=== EXCERTO DA PÁGINA ===
-*-

Outra passagem (anterior, e no mesmo capítulo) há que merece sem dúvida ser aqui reproduzida e destacada: «Não tardaria que alguns cientistas delineassem o fabrico de máquinas verdadeiramente “pensantes”, de máquinas capazes de “pensar” como o Homem ou muito melhor do que ele, pois certas descobertas revolucionárias em biologia molecular apresentam-se, segundo o Prof. Eigen, com consequências comparáveis às da física nuclear. O corpo humano funciona como um ordenador electrónico e estamos perto de lhe conhecer os programas e o segredo da execução. O neurofisiologista do Hospital de Brighton, William Ashby, após inventar a primeira máquina homostática, concebe a máquina amplificadora da inteligência – mais “inteligente que o Homem”; e o académico russo Kolgonoroff sugere a produção de um “pensamento artificial”, projecto esse que ele considera da maior viabilidade. Assim, previne-nos de que “teremos em breve verdadeiros irmãos podendo, como nós, raciocinar”. Irmãos que nos serão superiores. Que nos discutirão a direcção do Mundo. (…) A máquina inglesa A. D. A. comandou recentemente manobras navais e ganhou todas as batalhas em que a estratégia foi sua. O cientista Warren McCulloch, que esteve em Lisboa há algum tempo, declarou estar-se a ultimar a construção de robots destinados a desembarcarem em Marte, a fim de colherem informações impossíveis de conseguir pelos meios “clássicos”. Esses robots terão a capacidade de decidir sobre a relevância dos elementos que descobrirem. Serão dotados de um “intelecto” apto a avaliar, por exemplo, o aspecto de uma fotografia que possa ou não interessar transmitir para (a) Terra. Podem “ver” e resolver. Os ordenadores, enfim, serão doravante nossos companheiros e não mais nossos vassalos.» Note-se que, aqui, «ordenador» significa «computador».
São preocupações e reflexões surpreendentes por parte de quem era mais conhecido por abordar ficcionalmente (ou nem tanto) as vidas difíceis de muitos portugueses, em particular os que trabalhavam a terra, no campo e nas minas. Outro pormenor interessante: foi um romance de Fernando Namora, editado originalmente em 1961, que serviu de base para o primeiro filme não documental e de longa metragem realizado por António de Macedo, um dos fundadores d(est)a (associação) Simetria: «Domingo à Tarde», que teve estreia em 1966. (Também no MILhafre.)

-*-

=== DADOS BRUTOS ===
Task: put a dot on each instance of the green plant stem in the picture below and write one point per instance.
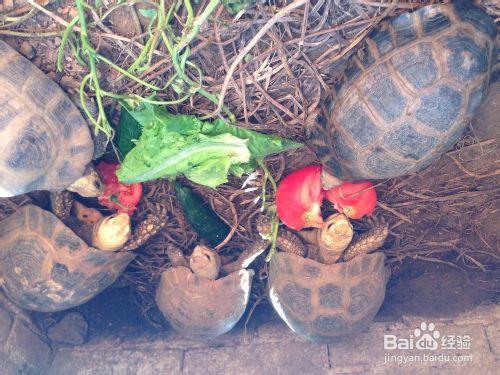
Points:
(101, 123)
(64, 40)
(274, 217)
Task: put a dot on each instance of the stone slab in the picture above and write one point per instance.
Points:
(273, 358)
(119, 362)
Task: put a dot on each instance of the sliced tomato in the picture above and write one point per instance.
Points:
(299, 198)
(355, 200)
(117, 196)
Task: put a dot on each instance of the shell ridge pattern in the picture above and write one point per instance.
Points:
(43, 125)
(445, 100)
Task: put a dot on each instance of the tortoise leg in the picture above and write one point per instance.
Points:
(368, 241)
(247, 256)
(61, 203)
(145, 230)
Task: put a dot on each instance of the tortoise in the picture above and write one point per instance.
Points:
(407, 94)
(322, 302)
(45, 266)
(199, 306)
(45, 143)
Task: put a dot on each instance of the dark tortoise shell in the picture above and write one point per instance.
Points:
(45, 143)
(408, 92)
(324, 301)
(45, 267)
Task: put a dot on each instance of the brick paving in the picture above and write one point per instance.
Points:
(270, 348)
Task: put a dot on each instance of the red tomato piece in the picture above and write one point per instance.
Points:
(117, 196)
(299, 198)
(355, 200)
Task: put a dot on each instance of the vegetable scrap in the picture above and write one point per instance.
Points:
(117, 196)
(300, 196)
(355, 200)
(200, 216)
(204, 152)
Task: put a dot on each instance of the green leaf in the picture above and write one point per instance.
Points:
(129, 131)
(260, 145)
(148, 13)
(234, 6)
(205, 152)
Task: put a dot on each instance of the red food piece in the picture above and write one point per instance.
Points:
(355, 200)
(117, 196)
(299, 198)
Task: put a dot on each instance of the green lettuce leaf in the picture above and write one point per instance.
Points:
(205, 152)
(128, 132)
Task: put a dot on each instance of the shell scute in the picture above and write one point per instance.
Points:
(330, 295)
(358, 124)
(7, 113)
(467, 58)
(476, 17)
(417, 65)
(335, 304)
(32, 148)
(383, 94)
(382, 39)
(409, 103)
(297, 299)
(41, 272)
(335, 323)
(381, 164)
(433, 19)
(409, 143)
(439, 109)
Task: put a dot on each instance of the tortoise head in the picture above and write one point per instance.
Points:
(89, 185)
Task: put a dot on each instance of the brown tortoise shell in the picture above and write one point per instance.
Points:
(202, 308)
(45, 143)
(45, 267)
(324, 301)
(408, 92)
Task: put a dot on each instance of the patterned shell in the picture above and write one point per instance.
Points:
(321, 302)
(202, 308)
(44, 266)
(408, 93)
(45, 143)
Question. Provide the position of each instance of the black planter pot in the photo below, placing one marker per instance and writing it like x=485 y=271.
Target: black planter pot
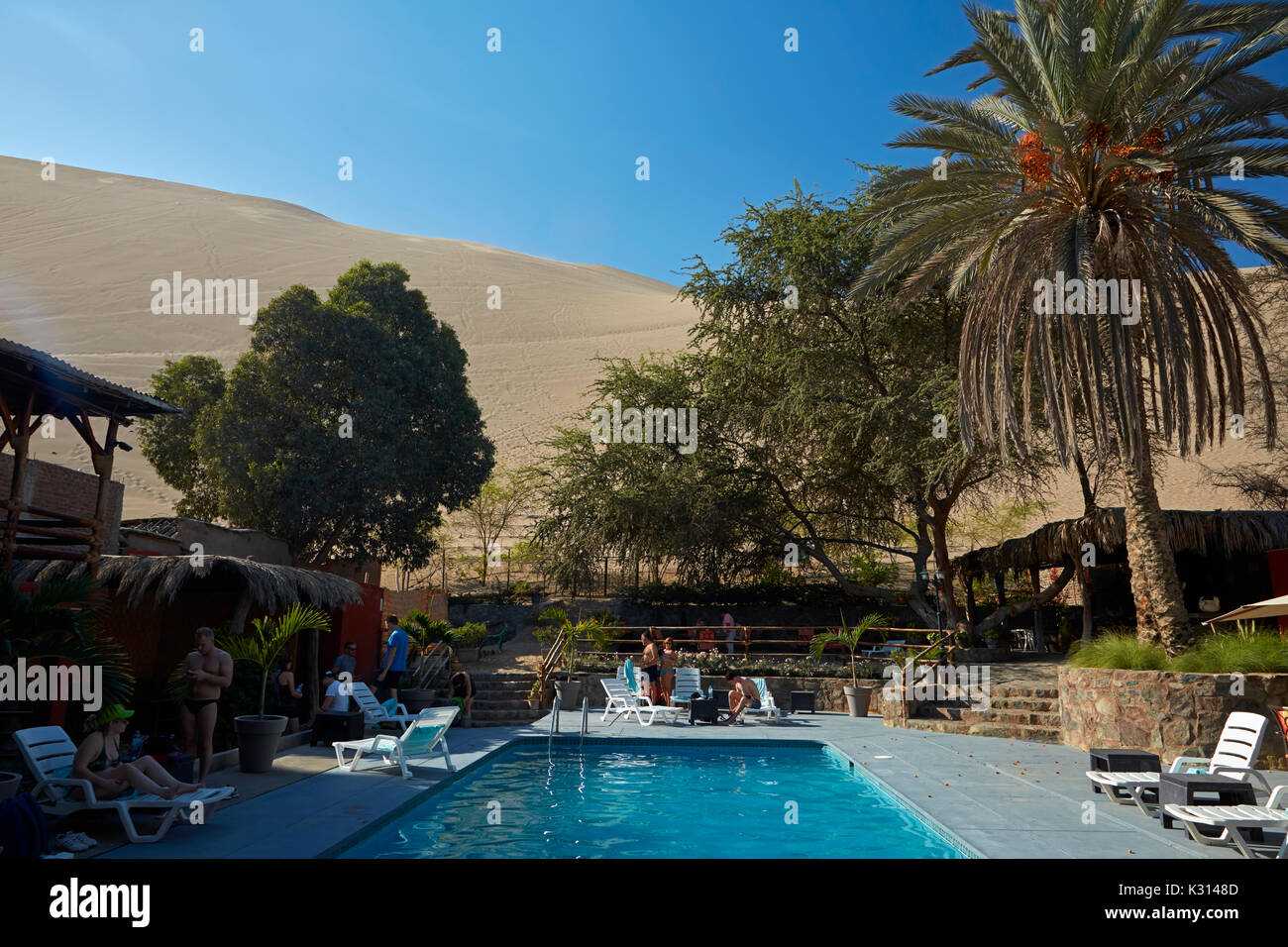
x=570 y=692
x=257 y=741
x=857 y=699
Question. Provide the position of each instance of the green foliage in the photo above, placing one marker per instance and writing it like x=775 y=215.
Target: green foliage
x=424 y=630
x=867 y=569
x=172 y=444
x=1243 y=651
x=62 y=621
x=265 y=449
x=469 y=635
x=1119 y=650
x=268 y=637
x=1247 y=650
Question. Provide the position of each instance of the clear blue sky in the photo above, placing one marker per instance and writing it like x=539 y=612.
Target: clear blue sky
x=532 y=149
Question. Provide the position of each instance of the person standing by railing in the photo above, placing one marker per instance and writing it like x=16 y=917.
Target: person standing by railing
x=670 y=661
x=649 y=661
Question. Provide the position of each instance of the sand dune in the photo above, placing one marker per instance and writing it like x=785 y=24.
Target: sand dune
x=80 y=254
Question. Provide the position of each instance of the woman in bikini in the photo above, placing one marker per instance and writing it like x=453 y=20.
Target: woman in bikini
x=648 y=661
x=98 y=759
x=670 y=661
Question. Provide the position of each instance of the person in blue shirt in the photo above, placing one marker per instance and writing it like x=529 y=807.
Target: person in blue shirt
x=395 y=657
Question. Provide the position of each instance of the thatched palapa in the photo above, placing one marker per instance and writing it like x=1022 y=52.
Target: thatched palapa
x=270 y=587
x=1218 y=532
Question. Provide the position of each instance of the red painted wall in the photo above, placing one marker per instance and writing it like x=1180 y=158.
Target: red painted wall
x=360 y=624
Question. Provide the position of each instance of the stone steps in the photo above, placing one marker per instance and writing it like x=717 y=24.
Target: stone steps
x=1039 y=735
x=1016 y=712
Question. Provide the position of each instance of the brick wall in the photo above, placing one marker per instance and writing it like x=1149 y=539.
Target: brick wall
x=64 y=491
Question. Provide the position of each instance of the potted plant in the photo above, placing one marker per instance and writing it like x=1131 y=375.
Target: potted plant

-*-

=== AÇÃO NECESSÁRIA A ===
Repita, sem alterações, a parte do excerto que abre com as palavras "São preocupações e" e fecha com "(Também no MILhafre.)".
=== AÇÃO NECESSÁRIA B ===
Diga se cada afirmação concorda com o excerto, respondendo sim ou não e citando as palavras decisivas do excerto. (i) A máquina inglesa A. D. A. ganhou todas as batalhas em que a estratégia foi sua. (ii) O filme «Domingo à Tarde» estreou em 1961. (iii) William Ashby era neurofisiologista do Hospital de Brighton.
=== AÇÃO NECESSÁRIA C ===
Traduza para inglês esta frase do excerto: «O corpo humano funciona como um ordenador electrónico e estamos perto de lhe conhecer os programas e o segredo da execução.»
O material é independente do excerto.

=== RESPOSTA DA TAREFA A ===
São preocupações e reflexões surpreendentes por parte de quem era mais conhecido por abordar ficcionalmente (ou nem tanto) as vidas difíceis de muitos portugueses, em particular os que trabalhavam a terra, no campo e nas minas. Outro pormenor interessante: foi um romance de Fernando Namora, editado originalmente em 1961, que serviu de base para o primeiro filme não documental e de longa metragem realizado por António de Macedo, um dos fundadores d(est)a (associação) Simetria: «Domingo à Tarde», que teve estreia em 1966. (Também no MILhafre.)

=== RESPOSTA DA TAREFA B ===
(i) Sim: «ganhou todas as batalhas em que a estratégia foi sua».
(ii) Não: «Domingo à Tarde», que teve estreia em 1966.
(iii) Sim: «O neurofisiologista do Hospital de Brighton, William Ashby».

=== RESPOSTA DA TAREFA C ===
The human body works like an electronic computer, and we are close to knowing its programs and the secret of their execution.